Aplicando a leitura
A. No texto sobre a relação médico-paciente, como é descrito o momento da busca pelo médico?
B. Transcreva do texto sobre a relação médico-paciente o trecho que começa em "31 janeiro 2012" e termina em "fantasias e limites.".

Seção de texto
31 janeiro 2012

O DESAFIO DA RELAÇÃO MÉDICO-PACIENTE

O ser humano possui identidade, característica e vontades particulares, condições estas que lhe conferem uma unidade física e emocional própria. Nós, médicos, ao convivermos com o paciente, deveríamos desenvolver o dom de percebê-lo como único e, ao tratá-lo, individualizá-lo, compreendendo suas vontades, medos, fantasias e limites.

A busca pelo médico, com ou sem sintomas, é sempre um momento de apreensão, expectativa e interrogações. Cabe a nós entendermos estas sutilezas da alma humana, sabendo compreender, ouvir e respeitar queixas e “queixumes”, fatos e fantasias, realidade e ilusões.

Entradas do conjunto
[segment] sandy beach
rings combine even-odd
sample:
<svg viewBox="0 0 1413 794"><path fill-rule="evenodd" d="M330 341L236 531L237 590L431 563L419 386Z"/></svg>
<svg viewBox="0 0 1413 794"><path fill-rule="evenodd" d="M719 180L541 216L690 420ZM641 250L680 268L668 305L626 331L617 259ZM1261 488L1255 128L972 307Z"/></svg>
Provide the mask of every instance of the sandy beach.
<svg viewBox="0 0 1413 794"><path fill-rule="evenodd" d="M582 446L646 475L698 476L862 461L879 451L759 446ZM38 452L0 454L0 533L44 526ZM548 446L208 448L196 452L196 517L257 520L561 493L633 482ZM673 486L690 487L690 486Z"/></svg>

Respostas
A. É sempre um momento de apreensão, expectativa e interrogações.

B.
31 janeiro 2012

O DESAFIO DA RELAÇÃO MÉDICO-PACIENTE

O ser humano possui identidade, característica e vontades particulares, condições estas que lhe conferem uma unidade física e emocional própria. Nós, médicos, ao convivermos com o paciente, deveríamos desenvolver o dom de percebê-lo como único e, ao tratá-lo, individualizá-lo, compreendendo suas vontades, medos, fantasias e limites.